* _Text block_:
Try this trick for the things you do most often, and you’ll see patterns, too.

Fix 2: Resist doing so much stuff

Of course, you can analyze your schedule to death and shave a few minutes off here and there, but do you know what saves you the most amount of time as quickly as possible?

Doing less.

You can say no! You can skip things! You can’t do everything!

As Spector writes: “It sounds cliche, but your time management goal shouldn’t be to figure out how to do more, but instead to figure out how to want less.”

Think about how many hours you will spend this week on optional tasks that you actually don’t want to do.

Now get rid of all of them. I’m serious! (Don’t shirk your actual obligations, just the optional ones.)

I like the wise perspective of Zen Habits, where Leo Babauta considers every person’s identical 24-hour day. Instead of wanting more, he says, “It’s the exact right amount of time, because it’s all there is.”

Rather than cramming our days with more, more, more, he says to slow down and appreciate what we are able to do.

“We can do one thing and be incredibly grateful that we are able to do that one thing,” he writes.

So don’t go to that drinks thing if your heart is telling you that you need a night in to rest. Don’t say yes to “jumping on the phone” to discuss an opportunity that you already know is irrelevant to your life. Don’t do anything or go anywhere that you already know you’re going to resent in the moment because you wish you were somewhere else.

You can’t do everything—and once you accept that truth, you’ll find yourself regaining more minutes in your day.

All that time you’re seeking? Time to think and plot and plan and rest and create? You will find it in the moments you were filling up with those optional tasks. You deserve time and space for more things that light you up—so go get what is yours.

* _Dataset content_:

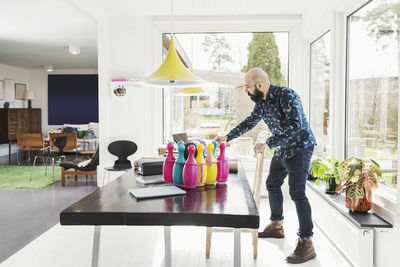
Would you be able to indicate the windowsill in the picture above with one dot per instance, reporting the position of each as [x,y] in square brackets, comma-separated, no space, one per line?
[384,202]
[338,203]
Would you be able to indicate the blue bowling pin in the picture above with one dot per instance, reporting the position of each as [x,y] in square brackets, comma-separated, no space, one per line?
[180,142]
[215,143]
[178,167]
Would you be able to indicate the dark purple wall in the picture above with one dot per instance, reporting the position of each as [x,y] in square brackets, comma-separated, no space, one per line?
[73,99]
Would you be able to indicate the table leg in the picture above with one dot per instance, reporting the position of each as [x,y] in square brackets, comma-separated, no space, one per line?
[237,248]
[96,245]
[167,245]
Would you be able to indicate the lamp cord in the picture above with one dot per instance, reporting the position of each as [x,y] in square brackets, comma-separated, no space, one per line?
[172,15]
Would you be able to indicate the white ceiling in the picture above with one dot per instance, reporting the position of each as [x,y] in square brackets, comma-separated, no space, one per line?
[34,33]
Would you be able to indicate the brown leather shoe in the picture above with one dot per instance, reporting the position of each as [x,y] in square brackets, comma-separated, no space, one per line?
[304,251]
[273,230]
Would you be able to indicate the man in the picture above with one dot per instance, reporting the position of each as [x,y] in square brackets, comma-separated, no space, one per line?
[293,140]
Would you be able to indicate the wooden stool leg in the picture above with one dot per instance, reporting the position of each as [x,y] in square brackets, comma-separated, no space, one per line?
[255,243]
[208,241]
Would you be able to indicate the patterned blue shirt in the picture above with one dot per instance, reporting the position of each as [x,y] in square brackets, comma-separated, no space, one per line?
[283,112]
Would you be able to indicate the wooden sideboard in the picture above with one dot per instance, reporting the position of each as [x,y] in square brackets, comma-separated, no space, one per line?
[18,120]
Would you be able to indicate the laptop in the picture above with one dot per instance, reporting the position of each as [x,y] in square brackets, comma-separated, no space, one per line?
[151,179]
[156,191]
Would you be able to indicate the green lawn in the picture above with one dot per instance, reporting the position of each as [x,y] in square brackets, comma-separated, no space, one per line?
[17,177]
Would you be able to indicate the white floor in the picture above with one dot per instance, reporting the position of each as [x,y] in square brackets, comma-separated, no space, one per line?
[144,246]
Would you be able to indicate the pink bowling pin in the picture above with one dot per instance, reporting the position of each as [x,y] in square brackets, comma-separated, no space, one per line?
[169,164]
[190,171]
[223,167]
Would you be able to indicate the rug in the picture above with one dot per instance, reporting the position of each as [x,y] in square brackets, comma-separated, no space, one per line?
[17,177]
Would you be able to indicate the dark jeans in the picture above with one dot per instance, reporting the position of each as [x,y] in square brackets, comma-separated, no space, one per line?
[297,169]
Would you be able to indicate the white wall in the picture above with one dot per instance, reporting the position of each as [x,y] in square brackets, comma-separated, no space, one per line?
[36,80]
[125,50]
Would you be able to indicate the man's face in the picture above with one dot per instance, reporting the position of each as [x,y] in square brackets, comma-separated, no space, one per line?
[253,90]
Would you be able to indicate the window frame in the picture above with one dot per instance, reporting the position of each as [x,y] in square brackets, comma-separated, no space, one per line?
[387,195]
[165,94]
[310,76]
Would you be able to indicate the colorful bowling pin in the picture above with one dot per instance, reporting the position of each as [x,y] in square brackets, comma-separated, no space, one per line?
[223,166]
[190,171]
[203,167]
[169,164]
[212,168]
[180,142]
[178,167]
[215,143]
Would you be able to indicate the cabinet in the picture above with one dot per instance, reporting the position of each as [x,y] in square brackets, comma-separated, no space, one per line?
[18,120]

* _Aim_: Update the passage on doing less between "I like the wise" and "in your day.", inclusive, swapping "drinks thing" for "dinner party".

* _Solution for this exercise_:
I like the wise perspective of Zen Habits, where Leo Babauta considers every person’s identical 24-hour day. Instead of wanting more, he says, “It’s the exact right amount of time, because it’s all there is.”

Rather than cramming our days with more, more, more, he says to slow down and appreciate what we are able to do.

“We can do one thing and be incredibly grateful that we are able to do that one thing,” he writes.

So don’t go to that dinner party if your heart is telling you that you need a night in to rest. Don’t say yes to “jumping on the phone” to discuss an opportunity that you already know is irrelevant to your life. Don’t do anything or go anywhere that you already know you’re going to resent in the moment because you wish you were somewhere else.

You can’t do everything—and once you accept that truth, you’ll find yourself regaining more minutes in your day.